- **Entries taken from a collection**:
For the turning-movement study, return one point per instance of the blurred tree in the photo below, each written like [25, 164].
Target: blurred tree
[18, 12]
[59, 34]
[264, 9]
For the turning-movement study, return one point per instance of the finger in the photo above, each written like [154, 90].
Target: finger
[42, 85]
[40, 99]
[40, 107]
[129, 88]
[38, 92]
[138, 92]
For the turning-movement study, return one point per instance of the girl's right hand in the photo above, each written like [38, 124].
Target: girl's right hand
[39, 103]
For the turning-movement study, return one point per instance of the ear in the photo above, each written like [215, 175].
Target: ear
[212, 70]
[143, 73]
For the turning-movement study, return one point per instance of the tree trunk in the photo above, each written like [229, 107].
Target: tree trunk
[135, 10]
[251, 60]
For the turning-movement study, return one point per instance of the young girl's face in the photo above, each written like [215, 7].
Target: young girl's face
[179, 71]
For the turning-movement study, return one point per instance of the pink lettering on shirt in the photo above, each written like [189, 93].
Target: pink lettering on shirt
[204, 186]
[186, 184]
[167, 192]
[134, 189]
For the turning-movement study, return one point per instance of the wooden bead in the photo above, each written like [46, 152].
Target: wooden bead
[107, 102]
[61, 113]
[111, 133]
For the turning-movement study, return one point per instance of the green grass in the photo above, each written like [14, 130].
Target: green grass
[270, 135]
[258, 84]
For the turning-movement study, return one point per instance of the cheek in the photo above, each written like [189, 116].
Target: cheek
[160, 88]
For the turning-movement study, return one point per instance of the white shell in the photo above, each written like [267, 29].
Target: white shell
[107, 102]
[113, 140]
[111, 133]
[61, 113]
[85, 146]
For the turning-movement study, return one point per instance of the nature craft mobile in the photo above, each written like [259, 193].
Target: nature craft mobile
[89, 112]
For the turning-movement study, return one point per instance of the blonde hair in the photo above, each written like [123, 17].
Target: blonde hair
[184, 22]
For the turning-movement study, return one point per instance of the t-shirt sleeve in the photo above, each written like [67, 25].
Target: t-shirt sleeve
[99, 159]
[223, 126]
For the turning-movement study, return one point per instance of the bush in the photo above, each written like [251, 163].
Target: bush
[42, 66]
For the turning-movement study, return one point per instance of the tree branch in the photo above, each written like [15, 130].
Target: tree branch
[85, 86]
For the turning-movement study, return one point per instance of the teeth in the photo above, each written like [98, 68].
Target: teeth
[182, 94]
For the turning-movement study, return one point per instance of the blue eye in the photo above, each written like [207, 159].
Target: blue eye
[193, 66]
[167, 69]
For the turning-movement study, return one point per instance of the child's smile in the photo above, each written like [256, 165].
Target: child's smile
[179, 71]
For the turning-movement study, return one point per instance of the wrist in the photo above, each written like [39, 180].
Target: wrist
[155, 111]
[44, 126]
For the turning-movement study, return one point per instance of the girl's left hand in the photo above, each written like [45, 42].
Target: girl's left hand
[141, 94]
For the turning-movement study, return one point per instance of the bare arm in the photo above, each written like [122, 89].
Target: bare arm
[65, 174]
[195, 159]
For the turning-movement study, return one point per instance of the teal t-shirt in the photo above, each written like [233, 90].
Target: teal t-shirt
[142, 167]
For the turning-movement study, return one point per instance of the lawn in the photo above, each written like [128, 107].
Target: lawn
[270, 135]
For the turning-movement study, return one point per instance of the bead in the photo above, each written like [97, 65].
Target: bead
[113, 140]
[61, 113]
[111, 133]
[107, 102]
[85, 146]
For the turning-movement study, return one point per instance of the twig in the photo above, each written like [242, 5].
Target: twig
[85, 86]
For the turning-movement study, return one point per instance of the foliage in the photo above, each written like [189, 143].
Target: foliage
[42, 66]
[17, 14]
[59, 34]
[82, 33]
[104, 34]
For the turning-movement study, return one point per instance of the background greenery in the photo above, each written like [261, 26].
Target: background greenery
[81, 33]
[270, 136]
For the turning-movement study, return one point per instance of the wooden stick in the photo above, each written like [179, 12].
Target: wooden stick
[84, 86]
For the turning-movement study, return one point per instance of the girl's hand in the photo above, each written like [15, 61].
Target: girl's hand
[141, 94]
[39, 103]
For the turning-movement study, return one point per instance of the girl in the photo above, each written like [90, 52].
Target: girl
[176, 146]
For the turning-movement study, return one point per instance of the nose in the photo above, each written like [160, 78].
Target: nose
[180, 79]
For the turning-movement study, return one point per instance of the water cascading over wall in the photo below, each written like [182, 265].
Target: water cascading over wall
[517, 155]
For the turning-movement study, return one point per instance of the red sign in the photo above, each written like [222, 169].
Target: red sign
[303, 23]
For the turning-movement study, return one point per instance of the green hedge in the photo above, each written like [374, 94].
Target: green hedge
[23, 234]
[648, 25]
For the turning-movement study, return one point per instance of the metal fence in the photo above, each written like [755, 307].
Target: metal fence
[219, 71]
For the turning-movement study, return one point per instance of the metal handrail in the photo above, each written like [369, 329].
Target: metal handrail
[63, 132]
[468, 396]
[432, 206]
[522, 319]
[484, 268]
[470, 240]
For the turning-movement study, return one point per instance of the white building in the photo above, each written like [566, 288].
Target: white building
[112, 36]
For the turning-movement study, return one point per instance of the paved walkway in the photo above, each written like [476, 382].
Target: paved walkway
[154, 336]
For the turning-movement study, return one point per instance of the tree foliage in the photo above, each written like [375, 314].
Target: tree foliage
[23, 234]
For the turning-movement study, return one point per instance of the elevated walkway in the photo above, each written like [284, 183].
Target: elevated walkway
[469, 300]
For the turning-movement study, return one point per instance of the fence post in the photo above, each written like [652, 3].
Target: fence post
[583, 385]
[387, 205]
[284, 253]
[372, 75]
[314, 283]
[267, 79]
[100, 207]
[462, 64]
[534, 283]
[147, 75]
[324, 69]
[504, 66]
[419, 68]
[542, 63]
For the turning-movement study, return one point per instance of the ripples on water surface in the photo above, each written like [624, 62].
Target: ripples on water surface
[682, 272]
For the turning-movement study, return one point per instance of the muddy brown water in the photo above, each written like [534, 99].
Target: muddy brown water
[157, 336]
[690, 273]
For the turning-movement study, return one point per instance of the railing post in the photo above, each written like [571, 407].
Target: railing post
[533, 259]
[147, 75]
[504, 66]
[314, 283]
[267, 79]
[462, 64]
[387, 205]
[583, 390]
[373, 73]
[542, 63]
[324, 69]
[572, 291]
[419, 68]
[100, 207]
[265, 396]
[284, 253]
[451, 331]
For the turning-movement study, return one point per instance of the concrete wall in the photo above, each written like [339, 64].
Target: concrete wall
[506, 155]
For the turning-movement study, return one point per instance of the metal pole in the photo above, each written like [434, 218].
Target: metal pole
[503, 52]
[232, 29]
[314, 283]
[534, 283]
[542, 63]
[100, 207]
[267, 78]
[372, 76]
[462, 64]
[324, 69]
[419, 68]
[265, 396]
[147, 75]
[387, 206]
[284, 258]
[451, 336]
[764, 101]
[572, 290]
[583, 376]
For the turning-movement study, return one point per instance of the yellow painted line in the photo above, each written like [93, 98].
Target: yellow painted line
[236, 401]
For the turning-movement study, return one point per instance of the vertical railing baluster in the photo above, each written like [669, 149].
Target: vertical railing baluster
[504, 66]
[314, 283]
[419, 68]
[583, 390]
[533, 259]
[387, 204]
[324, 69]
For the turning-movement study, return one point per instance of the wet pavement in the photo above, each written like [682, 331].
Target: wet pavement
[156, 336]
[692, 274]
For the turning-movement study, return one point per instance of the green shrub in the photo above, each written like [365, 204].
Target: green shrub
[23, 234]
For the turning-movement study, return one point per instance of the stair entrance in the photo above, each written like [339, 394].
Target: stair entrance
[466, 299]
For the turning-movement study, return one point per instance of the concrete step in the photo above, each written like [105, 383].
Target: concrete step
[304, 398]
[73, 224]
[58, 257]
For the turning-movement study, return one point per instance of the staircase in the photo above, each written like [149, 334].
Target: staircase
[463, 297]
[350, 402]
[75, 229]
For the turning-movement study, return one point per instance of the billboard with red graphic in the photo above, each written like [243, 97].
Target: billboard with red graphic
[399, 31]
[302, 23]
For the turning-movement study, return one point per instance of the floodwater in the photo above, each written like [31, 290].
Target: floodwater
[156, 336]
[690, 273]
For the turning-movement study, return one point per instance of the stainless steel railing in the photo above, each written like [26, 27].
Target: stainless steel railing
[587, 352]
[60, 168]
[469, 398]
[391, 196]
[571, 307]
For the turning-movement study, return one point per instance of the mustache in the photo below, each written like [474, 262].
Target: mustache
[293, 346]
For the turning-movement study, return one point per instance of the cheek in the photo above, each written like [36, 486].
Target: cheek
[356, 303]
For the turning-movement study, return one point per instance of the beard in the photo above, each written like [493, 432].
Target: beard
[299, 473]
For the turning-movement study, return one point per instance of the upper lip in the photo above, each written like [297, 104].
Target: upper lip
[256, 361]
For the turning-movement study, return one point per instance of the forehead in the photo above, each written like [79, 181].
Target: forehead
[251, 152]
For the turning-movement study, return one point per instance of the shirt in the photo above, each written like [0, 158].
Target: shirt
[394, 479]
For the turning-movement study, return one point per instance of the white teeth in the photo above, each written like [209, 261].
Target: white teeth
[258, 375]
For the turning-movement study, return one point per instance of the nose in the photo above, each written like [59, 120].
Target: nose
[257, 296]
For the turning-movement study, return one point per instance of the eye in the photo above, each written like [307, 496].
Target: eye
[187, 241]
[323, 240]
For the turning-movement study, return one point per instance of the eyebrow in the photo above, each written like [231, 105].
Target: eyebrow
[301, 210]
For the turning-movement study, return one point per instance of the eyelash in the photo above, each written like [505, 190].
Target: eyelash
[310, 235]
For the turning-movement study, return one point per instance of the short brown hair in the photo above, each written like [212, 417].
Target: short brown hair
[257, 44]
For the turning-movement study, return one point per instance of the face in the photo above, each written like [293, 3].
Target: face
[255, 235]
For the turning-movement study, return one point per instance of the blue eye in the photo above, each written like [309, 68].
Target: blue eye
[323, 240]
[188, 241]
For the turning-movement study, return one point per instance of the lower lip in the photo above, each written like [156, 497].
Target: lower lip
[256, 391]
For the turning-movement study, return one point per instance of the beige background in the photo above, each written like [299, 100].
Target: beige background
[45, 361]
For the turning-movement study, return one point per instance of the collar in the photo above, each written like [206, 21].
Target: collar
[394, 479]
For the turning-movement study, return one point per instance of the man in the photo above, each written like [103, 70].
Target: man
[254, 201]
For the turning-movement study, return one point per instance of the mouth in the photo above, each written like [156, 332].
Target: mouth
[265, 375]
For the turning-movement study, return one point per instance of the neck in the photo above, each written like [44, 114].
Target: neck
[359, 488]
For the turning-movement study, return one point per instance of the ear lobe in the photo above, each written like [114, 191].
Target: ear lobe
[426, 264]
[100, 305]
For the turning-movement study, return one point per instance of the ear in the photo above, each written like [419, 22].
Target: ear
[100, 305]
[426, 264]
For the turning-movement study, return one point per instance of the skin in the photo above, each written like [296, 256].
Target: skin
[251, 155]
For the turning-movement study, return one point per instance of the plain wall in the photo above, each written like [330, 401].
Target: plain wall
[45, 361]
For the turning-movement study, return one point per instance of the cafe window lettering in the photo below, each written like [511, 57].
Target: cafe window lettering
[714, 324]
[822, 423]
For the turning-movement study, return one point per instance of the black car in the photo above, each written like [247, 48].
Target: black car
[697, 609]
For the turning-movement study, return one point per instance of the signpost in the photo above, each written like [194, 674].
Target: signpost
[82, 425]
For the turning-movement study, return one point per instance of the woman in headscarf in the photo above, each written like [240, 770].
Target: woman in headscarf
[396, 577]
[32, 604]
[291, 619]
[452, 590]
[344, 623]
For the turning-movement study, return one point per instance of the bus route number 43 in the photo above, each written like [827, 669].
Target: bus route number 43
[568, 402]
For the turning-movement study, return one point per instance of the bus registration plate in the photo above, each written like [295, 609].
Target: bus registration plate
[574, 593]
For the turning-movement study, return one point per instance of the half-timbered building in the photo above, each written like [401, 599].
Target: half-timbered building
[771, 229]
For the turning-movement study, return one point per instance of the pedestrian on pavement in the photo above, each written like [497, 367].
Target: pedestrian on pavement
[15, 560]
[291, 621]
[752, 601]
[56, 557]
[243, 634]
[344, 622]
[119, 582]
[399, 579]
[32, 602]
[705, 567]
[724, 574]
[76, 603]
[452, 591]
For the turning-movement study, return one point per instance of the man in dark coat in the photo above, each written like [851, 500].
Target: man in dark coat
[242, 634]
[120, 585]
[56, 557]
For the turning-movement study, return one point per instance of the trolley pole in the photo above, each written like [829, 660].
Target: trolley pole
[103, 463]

- **Instructions for the task**:
The answer should be an exact copy of the lines from the first line of the data through the line with "like [14, 130]." and should contain nothing else.

- **Response**:
For the turning-movement study, return one point per instance of the blurred tree in the photo below, each written like [25, 164].
Target: blurred tree
[18, 12]
[59, 34]
[264, 9]
For the turning-movement study, return one point per instance of the finger in the photo above, each written like [154, 90].
Target: finger
[42, 85]
[40, 99]
[40, 107]
[129, 88]
[38, 92]
[138, 92]
For the turning-movement study, return one point per instance of the girl's right hand in the photo above, each written like [38, 124].
Target: girl's right hand
[39, 103]
For the turning-movement study, return one point per instance of the ear in the photo above, each written like [215, 175].
Target: ear
[212, 70]
[143, 73]
For the turning-movement study, return one point per instance of the tree trunk in the photo above, each written like [229, 107].
Target: tree trunk
[135, 10]
[251, 60]
For the turning-movement study, return one point per instance of the young girl's face in the photo above, each written like [215, 7].
Target: young girl's face
[179, 71]
For the turning-movement study, return one point per instance of the pink lettering on shirt in the photo above, each written like [189, 93].
Target: pink lettering on shirt
[204, 186]
[186, 184]
[167, 192]
[134, 189]
For the turning-movement study, return one point per instance of the wooden bead in the photo above, each written like [46, 152].
Target: wooden bead
[107, 102]
[61, 113]
[111, 133]
For the turning-movement study, return one point per instance of the green grass in the photo above, each written like [14, 130].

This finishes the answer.